• **Assigned task**
What is the number of lines in the entries below that include the word "metal"? Provide the number only.

[Saved data entries]

◇ ◇ ◇

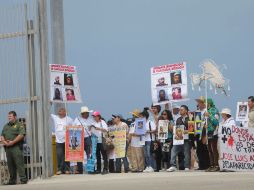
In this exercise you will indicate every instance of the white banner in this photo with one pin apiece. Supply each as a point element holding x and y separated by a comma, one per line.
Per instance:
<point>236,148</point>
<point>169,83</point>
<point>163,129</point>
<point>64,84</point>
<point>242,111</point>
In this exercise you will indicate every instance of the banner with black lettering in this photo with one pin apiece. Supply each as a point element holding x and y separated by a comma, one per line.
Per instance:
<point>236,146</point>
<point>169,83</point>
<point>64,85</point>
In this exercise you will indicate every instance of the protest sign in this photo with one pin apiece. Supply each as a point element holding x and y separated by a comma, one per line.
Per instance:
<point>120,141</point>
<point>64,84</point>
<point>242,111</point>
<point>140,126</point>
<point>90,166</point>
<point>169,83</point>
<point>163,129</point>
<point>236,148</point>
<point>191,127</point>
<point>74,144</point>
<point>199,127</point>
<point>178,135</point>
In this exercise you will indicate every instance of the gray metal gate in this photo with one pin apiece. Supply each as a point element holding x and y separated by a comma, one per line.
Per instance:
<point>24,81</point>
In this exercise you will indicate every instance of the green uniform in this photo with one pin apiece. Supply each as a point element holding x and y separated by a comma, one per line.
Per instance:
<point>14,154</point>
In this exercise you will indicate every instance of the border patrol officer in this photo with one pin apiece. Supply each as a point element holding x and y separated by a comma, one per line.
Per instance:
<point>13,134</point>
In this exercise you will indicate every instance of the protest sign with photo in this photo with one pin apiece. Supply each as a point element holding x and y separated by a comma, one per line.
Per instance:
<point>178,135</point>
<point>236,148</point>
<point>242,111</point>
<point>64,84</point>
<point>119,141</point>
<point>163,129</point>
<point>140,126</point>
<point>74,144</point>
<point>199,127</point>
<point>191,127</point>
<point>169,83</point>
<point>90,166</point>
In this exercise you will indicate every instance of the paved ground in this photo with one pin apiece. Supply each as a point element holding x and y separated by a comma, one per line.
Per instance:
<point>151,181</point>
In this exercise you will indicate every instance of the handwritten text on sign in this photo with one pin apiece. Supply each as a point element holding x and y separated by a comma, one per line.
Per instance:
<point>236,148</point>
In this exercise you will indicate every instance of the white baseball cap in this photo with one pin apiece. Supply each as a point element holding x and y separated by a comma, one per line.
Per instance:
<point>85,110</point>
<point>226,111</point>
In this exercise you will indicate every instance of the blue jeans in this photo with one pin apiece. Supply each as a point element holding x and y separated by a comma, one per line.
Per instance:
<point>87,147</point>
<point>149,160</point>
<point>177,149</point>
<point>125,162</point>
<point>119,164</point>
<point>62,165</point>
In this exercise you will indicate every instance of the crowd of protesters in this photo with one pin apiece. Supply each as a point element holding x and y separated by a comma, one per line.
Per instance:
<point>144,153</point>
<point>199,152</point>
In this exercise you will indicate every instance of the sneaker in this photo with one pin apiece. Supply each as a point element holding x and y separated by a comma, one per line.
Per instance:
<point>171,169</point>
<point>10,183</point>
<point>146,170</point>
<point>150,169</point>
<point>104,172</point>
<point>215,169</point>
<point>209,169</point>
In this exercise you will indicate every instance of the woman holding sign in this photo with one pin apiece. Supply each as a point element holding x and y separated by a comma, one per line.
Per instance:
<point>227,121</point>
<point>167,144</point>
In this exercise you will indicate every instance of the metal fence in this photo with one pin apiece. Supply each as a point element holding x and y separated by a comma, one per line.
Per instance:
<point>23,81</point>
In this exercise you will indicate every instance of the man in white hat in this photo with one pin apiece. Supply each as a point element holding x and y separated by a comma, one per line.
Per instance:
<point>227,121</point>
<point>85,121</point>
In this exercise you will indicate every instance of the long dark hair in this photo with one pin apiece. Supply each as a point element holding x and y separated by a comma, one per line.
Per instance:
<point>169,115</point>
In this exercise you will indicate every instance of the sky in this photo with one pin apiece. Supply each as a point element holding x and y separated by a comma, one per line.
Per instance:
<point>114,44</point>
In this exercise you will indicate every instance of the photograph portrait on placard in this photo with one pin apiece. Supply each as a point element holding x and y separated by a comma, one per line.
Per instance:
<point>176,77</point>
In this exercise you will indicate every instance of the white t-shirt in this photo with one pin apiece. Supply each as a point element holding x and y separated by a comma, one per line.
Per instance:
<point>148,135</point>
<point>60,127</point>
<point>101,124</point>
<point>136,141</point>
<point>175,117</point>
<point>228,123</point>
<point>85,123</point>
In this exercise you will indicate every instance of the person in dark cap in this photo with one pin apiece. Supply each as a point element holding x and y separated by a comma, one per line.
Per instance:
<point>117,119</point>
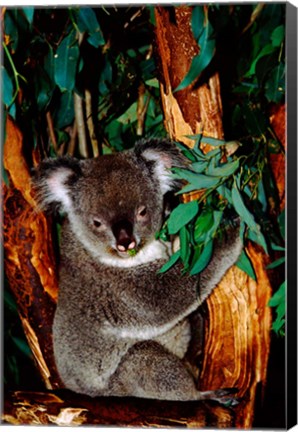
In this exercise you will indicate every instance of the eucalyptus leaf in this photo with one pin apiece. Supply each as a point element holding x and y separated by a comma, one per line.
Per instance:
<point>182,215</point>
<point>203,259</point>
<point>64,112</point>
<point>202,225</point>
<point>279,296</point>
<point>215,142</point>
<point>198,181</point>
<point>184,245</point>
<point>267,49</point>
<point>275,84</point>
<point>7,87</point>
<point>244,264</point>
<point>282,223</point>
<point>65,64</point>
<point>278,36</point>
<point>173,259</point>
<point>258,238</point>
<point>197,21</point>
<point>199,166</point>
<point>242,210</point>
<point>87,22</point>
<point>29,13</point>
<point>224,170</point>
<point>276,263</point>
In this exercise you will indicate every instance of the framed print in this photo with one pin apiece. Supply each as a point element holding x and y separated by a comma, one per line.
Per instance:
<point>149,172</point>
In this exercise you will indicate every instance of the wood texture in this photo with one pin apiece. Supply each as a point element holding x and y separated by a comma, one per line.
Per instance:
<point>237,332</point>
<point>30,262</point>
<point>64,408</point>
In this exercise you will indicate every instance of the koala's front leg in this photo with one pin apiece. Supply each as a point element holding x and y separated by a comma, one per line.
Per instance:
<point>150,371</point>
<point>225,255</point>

◇ ◇ ◇

• **Finished task**
2